Tasks to carry out ::
(A) According to the essay on drawing as a therapeutic means, how long did the writer live in London?
(B) Say whether each statement agrees with the essay on drawing as a therapeutic means, giving yes or no and quoting the words that decide it: (i) The writer began reading Freud as a teenager. (ii) The writer's father died of a heart attack. (iii) The writer took one psychoanalysis course in London.

Exercise passage ::
**********
Psychology & Theories

Drawing - A meaningful Therapeutic Means

I started reading Freud’s work when I was a teenager. My mother was suffering from a terrible nervous breakdown, which at the time in France was a must-not-be-addressed issue by fear of complete social rejection — and I did extraordinarily well at hiding what was then seen as an awfully abnormal stain. Reading psychoanalysts’ books helped me understand her and accept the situation despite the social context. I then fell in love with psychoanalysis and two decades later, I attended two different psychoanalysis courses in London where I luckily lived for over 10 years.

I also lost my father to cancer when I was about to turn 25 which triggered in me the urge to picture the unconscious dynamics and get deeper in my understanding of the life and death drives. How could I help the dying achieve a sense of wholeness? That was crucial to me and still is.
**********
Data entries
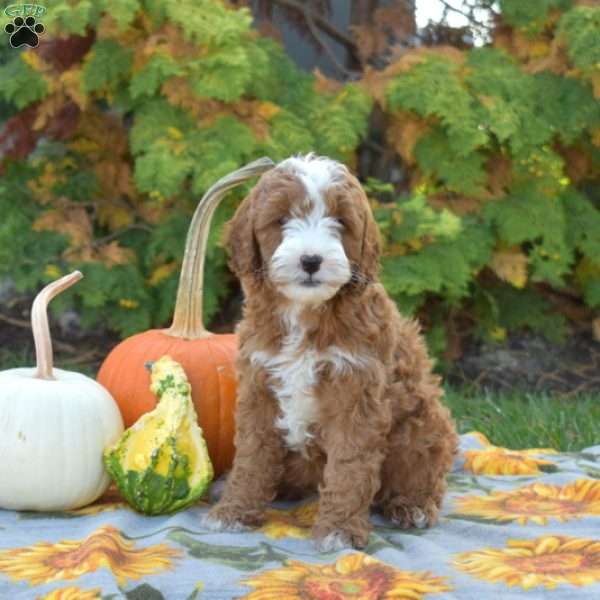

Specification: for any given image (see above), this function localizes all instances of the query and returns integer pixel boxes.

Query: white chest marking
[251,312,368,451]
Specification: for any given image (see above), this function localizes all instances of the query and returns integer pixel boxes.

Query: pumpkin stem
[165,157,274,340]
[31,271,83,379]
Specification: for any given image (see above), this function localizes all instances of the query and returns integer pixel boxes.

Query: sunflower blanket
[0,433,600,600]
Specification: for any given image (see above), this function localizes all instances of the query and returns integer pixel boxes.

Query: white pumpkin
[0,271,123,511]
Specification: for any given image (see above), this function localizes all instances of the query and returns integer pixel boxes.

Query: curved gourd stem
[31,271,83,379]
[165,158,274,340]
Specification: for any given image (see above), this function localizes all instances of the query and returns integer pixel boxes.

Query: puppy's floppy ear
[356,180,381,281]
[225,186,261,279]
[360,210,380,281]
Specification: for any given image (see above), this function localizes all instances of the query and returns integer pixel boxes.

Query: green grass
[445,389,600,452]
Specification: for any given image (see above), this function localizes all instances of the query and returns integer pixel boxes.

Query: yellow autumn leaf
[256,101,281,121]
[491,249,527,288]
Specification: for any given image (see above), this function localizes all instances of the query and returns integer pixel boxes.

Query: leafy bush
[0,0,371,335]
[0,0,600,350]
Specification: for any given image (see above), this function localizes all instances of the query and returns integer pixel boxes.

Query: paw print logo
[4,16,45,48]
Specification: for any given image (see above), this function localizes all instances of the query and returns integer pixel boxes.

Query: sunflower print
[259,502,319,539]
[36,586,102,600]
[455,479,600,525]
[0,525,181,585]
[454,536,600,590]
[464,446,556,475]
[242,553,450,600]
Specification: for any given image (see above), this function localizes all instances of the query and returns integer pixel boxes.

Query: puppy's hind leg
[375,408,457,529]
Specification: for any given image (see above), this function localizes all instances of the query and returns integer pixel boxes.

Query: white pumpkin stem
[165,158,274,340]
[31,271,83,379]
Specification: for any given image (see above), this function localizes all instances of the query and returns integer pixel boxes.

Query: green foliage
[81,40,131,94]
[0,54,48,109]
[383,15,600,352]
[415,129,487,195]
[559,6,600,75]
[0,0,372,335]
[387,56,487,156]
[500,0,573,33]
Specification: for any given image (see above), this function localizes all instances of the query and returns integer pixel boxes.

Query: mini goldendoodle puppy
[204,155,457,551]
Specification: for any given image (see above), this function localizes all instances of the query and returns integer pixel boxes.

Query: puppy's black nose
[300,254,323,275]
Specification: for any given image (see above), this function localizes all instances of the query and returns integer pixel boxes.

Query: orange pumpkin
[98,158,273,475]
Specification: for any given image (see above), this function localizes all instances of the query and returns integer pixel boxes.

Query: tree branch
[439,0,489,29]
[304,11,357,79]
[271,0,356,52]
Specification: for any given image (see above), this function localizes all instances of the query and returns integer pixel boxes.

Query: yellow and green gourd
[104,356,213,515]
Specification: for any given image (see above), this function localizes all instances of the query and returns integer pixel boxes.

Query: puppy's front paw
[384,503,438,529]
[200,505,253,533]
[313,526,369,552]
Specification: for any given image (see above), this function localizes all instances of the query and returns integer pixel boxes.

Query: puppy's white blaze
[277,152,348,203]
[270,154,352,304]
[255,309,369,451]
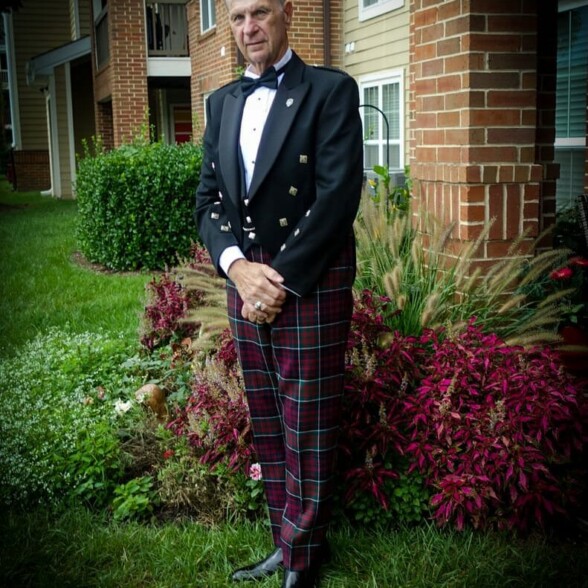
**********
Results of the exercise ::
(A) Over 10 years.

(B)
(i) Yes: "I started reading Freud’s work when I was a teenager."
(ii) No: "I also lost my father to cancer"
(iii) No: "I attended two different psychoanalysis courses in London"